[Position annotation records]
--------------------
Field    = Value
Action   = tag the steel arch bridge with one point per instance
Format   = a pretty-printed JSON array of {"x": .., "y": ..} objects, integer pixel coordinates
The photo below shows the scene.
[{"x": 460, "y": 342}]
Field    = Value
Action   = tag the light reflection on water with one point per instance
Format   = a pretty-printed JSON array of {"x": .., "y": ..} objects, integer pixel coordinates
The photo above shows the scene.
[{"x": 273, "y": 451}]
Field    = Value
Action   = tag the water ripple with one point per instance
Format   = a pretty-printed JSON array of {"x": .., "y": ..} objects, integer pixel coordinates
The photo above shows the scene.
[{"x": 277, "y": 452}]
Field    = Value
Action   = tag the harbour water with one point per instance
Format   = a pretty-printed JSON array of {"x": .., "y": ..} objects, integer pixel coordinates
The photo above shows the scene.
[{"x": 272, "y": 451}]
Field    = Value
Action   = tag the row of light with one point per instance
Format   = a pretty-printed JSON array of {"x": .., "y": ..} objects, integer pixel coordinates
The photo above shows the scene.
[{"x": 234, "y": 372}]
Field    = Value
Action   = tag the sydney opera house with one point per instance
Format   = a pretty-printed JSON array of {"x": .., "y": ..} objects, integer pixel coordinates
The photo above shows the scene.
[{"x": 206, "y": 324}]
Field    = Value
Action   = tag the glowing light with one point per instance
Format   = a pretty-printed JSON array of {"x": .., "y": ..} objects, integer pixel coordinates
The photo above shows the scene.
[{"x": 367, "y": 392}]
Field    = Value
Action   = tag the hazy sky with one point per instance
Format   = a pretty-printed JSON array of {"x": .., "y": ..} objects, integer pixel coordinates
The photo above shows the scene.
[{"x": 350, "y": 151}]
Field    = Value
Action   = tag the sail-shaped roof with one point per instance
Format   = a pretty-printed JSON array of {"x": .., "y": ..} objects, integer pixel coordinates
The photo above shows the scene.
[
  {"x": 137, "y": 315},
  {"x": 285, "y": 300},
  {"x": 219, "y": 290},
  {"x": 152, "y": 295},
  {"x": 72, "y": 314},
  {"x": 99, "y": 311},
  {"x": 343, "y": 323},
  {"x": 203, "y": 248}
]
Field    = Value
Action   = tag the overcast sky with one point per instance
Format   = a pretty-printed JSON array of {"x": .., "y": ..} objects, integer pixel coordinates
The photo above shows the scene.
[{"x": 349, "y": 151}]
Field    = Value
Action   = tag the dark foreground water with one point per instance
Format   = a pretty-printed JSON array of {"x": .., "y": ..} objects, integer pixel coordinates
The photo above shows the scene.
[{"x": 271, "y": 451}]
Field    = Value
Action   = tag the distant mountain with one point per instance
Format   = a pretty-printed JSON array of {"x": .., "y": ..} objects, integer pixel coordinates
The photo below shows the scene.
--------------------
[EXERCISE DIRECTIONS] Retype every entry word for word.

[TASK ANSWER]
Field    = Value
Action   = tag the steel arch bridge with one point per instance
Format   = a pretty-printed JSON array of {"x": .., "y": ..} objects, integer pixel coordinates
The photo below shows the scene.
[{"x": 460, "y": 342}]
Field    = Value
Action   = tag the light reflection on water with one point per instance
Format   = a pretty-printed JSON array of {"x": .., "y": ..} objects, integer pixel coordinates
The photo above shows the scene.
[{"x": 273, "y": 451}]
Field    = Value
Action   = tag the water ripple with one point per instance
Format   = a pretty-printed JSON array of {"x": .., "y": ..} objects, integer pixel coordinates
The photo above shows the scene.
[{"x": 277, "y": 452}]
Field    = Value
Action   = tag the harbour water with one point per instance
Format   = a pretty-printed JSON array of {"x": .., "y": ..} objects, integer pixel coordinates
The photo above shows the scene.
[{"x": 272, "y": 451}]
Field    = Value
Action   = tag the row of light with one point per instance
Format   = a pretty-printed JSON array of {"x": .., "y": ..} objects, integer pixel coordinates
The photo above shows the scene.
[{"x": 234, "y": 372}]
Field    = Value
Action   = tag the sydney opera house with one point per instance
Format   = a pretty-printed JSON array of {"x": .., "y": ..} objects, integer pixel coordinates
The photo above shows the scene.
[{"x": 206, "y": 324}]
Field    = Value
Action   = tag the glowing light with one point per instance
Format   = a pretty-printed JSON array of {"x": .., "y": ..} objects, integer pixel coordinates
The photo above shows the scene.
[{"x": 367, "y": 392}]
Field    = Value
Action   = tag the hazy sky with one point per instance
Format   = a pretty-printed JSON array of {"x": .., "y": ..} objects, integer pixel coordinates
The photo above shows the scene.
[{"x": 350, "y": 151}]
Field    = Value
Action   = tag the sail-shaped roof with one point per instance
Format   = a pretty-printed JSON array of {"x": .., "y": ..} objects, integer pixel coordinates
The photo above shows the scene.
[
  {"x": 137, "y": 315},
  {"x": 285, "y": 300},
  {"x": 219, "y": 290},
  {"x": 152, "y": 295},
  {"x": 72, "y": 314},
  {"x": 99, "y": 311},
  {"x": 343, "y": 323},
  {"x": 203, "y": 248}
]
Field    = Value
Action   = tag the overcast sky with one point per instance
Format   = a pretty-printed JSON array of {"x": .., "y": ..} objects, integer pixel coordinates
The photo above shows the scene.
[{"x": 349, "y": 151}]
Field    = Value
Action   = tag the dark foreground water with one point per instance
Format   = a pretty-printed JSON array of {"x": .., "y": ..} objects, integer pixel coordinates
The photo above shows the scene.
[{"x": 271, "y": 451}]
Field    = Value
Action   = tag the distant mountain with one point per instance
Format   = a pretty-printed JSON array of {"x": .., "y": ..} objects, integer pixel coordinates
The photo below shows the scene.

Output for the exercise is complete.